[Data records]
━━━━
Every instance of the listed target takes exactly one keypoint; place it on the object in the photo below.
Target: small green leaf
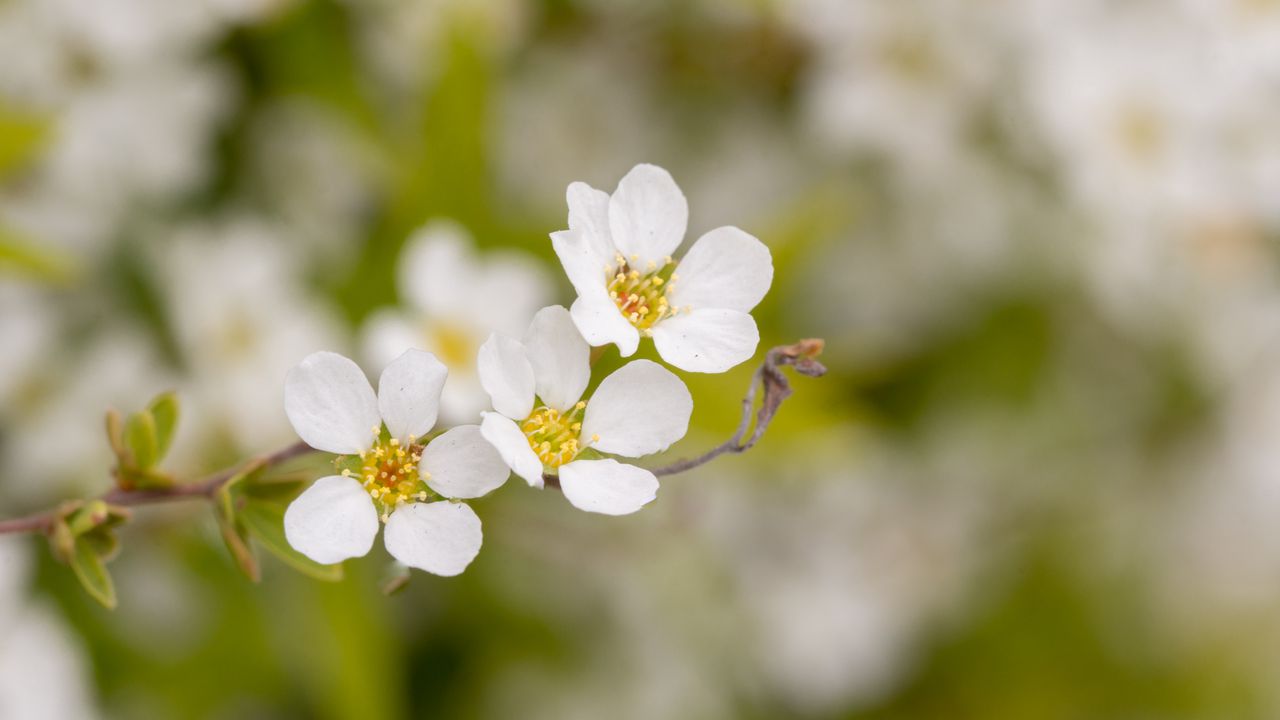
(236, 537)
(62, 542)
(277, 490)
(140, 437)
(115, 433)
(30, 259)
(21, 137)
(86, 518)
(164, 411)
(104, 541)
(266, 524)
(92, 574)
(133, 478)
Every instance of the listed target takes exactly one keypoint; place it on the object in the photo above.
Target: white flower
(334, 409)
(456, 301)
(617, 254)
(240, 314)
(540, 422)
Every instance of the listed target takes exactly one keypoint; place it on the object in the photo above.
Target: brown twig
(768, 377)
(202, 488)
(776, 386)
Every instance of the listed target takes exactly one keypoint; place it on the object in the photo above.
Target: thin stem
(775, 384)
(202, 488)
(768, 378)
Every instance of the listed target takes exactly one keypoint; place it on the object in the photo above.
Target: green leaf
(164, 411)
(236, 537)
(266, 524)
(140, 437)
(104, 541)
(21, 139)
(87, 565)
(62, 542)
(86, 518)
(115, 433)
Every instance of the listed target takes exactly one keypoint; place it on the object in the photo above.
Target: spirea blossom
(540, 424)
(455, 300)
(618, 255)
(394, 473)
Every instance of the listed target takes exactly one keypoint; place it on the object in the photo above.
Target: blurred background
(1040, 237)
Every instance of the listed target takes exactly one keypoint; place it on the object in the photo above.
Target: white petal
(437, 269)
(589, 214)
(504, 436)
(408, 393)
(332, 520)
(561, 358)
(707, 341)
(437, 537)
(726, 268)
(385, 336)
(607, 486)
(330, 404)
(507, 376)
(462, 464)
(638, 410)
(584, 267)
(602, 323)
(648, 214)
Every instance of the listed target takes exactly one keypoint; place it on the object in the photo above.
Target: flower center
(455, 346)
(641, 295)
(553, 434)
(389, 473)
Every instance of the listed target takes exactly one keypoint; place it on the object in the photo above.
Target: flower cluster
(392, 468)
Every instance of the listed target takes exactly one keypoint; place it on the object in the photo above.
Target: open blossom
(618, 255)
(396, 475)
(542, 424)
(455, 300)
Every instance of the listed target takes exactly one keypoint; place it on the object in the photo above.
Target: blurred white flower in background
(600, 139)
(44, 674)
(131, 109)
(316, 174)
(840, 566)
(242, 317)
(455, 300)
(899, 80)
(30, 326)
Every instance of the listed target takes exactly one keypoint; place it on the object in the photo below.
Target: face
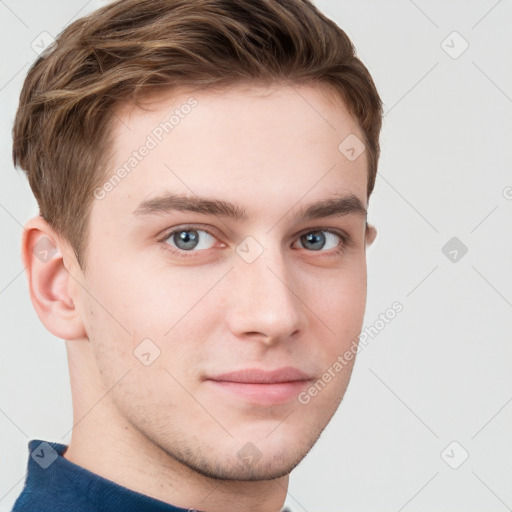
(213, 281)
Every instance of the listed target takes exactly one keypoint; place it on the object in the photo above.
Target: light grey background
(441, 370)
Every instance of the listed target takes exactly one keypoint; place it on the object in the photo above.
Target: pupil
(314, 238)
(185, 240)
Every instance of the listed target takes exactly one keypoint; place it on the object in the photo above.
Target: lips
(255, 376)
(261, 387)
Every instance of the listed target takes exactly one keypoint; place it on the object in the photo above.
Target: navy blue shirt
(55, 484)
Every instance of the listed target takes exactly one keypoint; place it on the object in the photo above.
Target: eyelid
(345, 238)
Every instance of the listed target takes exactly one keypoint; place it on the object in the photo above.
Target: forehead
(243, 144)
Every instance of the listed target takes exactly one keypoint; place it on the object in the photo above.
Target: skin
(162, 429)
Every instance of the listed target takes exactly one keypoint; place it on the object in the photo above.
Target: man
(203, 171)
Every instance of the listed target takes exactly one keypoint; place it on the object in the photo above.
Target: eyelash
(345, 240)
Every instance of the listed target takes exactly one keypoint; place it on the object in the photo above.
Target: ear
(47, 257)
(371, 234)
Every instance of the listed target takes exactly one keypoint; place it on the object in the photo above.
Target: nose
(266, 304)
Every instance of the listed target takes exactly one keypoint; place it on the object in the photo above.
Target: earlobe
(49, 280)
(371, 234)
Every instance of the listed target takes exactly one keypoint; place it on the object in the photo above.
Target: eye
(322, 240)
(188, 239)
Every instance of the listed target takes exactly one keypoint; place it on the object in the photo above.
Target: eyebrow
(338, 207)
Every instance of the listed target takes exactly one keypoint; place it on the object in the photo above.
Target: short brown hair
(132, 47)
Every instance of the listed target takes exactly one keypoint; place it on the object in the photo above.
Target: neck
(107, 444)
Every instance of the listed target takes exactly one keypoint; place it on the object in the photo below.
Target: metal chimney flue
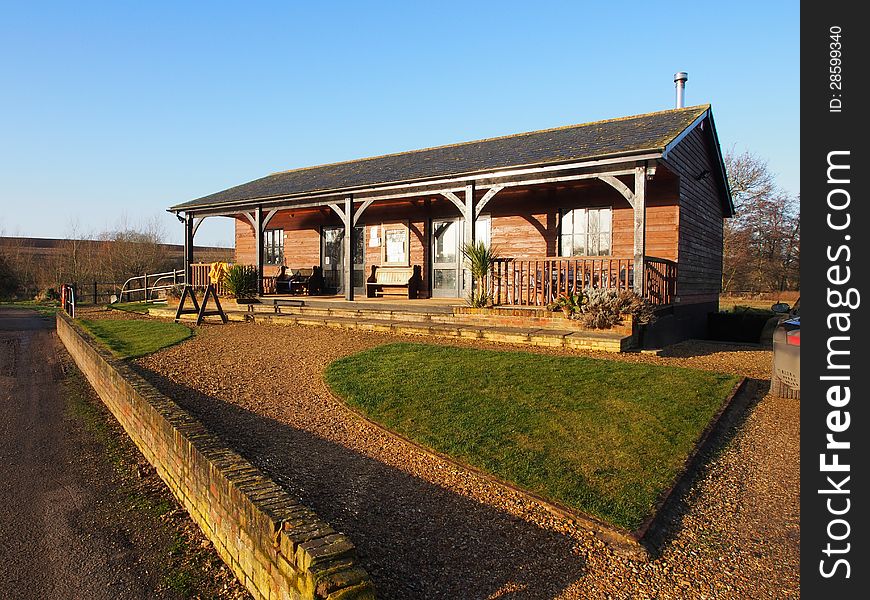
(680, 80)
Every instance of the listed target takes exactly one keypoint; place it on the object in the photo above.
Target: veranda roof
(626, 136)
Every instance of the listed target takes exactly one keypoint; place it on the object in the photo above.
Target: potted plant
(569, 304)
(240, 282)
(480, 258)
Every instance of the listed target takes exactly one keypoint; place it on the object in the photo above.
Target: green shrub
(241, 281)
(570, 304)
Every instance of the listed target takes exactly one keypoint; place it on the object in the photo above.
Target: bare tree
(762, 242)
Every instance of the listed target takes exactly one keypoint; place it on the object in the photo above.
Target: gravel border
(429, 529)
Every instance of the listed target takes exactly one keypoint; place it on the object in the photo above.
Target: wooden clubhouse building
(636, 202)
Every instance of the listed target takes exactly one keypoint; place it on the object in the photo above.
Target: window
(273, 247)
(396, 243)
(585, 232)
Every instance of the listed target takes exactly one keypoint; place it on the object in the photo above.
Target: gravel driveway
(427, 529)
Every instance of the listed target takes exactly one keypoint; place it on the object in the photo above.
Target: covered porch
(527, 217)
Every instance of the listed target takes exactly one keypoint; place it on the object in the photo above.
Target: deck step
(389, 323)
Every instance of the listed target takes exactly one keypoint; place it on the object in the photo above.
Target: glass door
(332, 240)
(359, 261)
(446, 258)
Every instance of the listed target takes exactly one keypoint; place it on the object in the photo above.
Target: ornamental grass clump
(480, 259)
(241, 281)
(570, 304)
(604, 309)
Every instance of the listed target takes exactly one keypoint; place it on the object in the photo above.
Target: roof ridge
(490, 139)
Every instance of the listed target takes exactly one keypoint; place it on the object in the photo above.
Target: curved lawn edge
(621, 533)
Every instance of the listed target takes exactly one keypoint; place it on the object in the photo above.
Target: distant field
(756, 300)
(601, 436)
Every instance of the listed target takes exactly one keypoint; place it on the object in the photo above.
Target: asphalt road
(54, 541)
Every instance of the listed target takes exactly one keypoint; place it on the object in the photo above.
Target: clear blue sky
(114, 111)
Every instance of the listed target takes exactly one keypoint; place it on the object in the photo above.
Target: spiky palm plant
(480, 259)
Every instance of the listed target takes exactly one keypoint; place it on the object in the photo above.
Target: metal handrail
(177, 276)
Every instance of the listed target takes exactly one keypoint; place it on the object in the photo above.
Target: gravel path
(427, 529)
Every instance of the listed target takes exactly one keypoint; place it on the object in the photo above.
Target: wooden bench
(301, 281)
(403, 281)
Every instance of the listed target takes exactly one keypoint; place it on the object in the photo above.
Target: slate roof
(637, 134)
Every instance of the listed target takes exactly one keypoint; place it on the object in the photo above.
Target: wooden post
(469, 234)
(639, 227)
(258, 240)
(188, 248)
(347, 249)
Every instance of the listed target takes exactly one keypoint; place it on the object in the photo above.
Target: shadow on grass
(416, 540)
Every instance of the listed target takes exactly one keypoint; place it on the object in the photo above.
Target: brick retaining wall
(277, 547)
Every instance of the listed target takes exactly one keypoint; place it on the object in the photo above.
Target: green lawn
(136, 307)
(45, 309)
(604, 437)
(131, 339)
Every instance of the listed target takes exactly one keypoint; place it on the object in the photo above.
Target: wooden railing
(537, 282)
(199, 277)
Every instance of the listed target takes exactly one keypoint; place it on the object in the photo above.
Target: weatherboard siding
(699, 277)
(524, 224)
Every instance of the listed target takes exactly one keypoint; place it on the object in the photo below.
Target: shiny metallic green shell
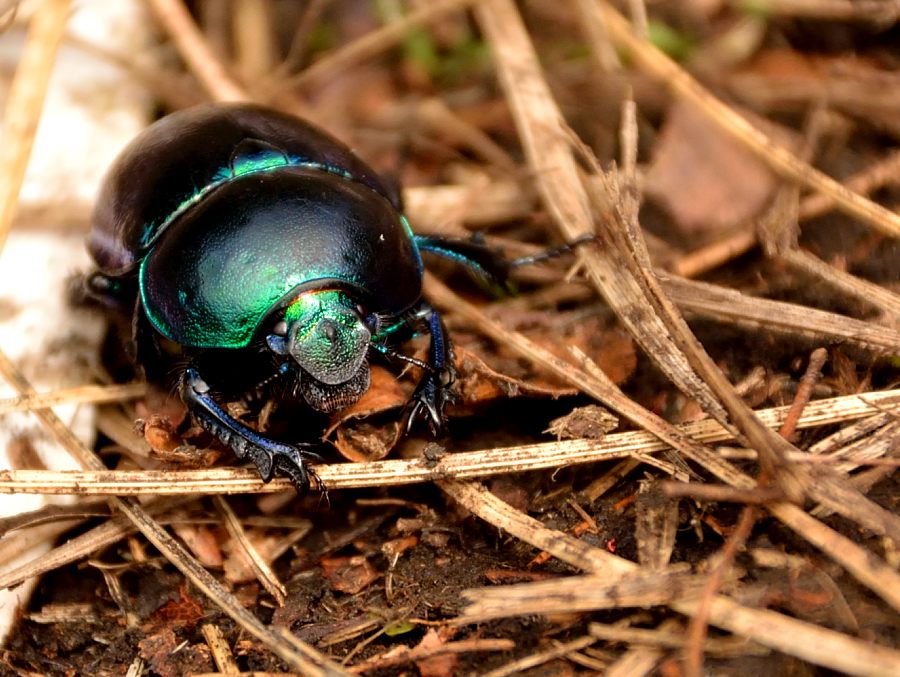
(226, 213)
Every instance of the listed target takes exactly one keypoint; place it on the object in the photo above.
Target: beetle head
(324, 333)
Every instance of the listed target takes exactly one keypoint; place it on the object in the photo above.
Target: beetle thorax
(324, 334)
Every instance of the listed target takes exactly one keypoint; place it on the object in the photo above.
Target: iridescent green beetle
(252, 249)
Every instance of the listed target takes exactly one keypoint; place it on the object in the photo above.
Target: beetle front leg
(268, 455)
(435, 390)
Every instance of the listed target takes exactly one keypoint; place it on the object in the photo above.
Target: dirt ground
(673, 447)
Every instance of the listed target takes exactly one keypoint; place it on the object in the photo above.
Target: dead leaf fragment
(591, 423)
(707, 181)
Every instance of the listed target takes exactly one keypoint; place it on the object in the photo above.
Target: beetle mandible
(250, 247)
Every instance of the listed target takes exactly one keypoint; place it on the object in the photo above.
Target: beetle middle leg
(268, 455)
(435, 389)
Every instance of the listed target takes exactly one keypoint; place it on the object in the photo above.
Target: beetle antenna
(553, 252)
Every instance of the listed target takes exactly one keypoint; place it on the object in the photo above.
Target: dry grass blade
(547, 146)
(263, 571)
(865, 566)
(81, 395)
(461, 465)
(177, 21)
(372, 43)
(282, 643)
(25, 101)
(793, 637)
(637, 588)
(752, 313)
(523, 664)
(778, 158)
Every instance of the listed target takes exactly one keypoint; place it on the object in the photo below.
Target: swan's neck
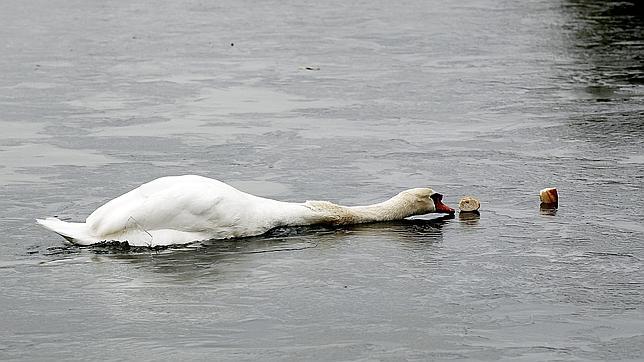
(396, 208)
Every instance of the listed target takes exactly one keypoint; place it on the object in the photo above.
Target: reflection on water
(608, 38)
(476, 97)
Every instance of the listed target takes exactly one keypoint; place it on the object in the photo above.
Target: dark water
(496, 99)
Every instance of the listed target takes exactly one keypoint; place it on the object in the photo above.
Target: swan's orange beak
(438, 204)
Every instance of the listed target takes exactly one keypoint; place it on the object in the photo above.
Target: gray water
(345, 101)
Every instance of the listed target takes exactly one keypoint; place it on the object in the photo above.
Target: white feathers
(184, 209)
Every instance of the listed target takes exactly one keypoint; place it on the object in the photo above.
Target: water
(495, 99)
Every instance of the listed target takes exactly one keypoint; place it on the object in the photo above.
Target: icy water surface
(349, 102)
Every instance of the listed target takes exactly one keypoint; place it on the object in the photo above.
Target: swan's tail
(74, 232)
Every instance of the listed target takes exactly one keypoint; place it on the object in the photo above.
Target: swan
(184, 209)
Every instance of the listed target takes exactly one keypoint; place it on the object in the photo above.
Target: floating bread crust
(469, 204)
(549, 195)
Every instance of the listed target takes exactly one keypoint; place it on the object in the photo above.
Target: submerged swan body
(184, 209)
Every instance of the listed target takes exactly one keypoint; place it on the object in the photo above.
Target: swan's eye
(437, 198)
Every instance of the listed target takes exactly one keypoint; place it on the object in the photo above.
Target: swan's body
(184, 209)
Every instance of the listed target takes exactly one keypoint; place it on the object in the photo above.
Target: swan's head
(426, 201)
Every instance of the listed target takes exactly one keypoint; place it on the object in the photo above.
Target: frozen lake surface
(348, 102)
━━━━
• [Work required]: Beginning with the line that holds "Target: swan's body" and ending with the last line of the data, copy each line exactly and add nothing.

• [Response to the task]:
Target: swan's body
(184, 209)
Every instance of the listed target takes exactly one keypoint; place it on the object in the photo above.
Target: swan's head
(426, 201)
Every instance of the listed target takes exactly one keypoint; place it on the object in the photo above.
Target: frozen lake surface
(348, 102)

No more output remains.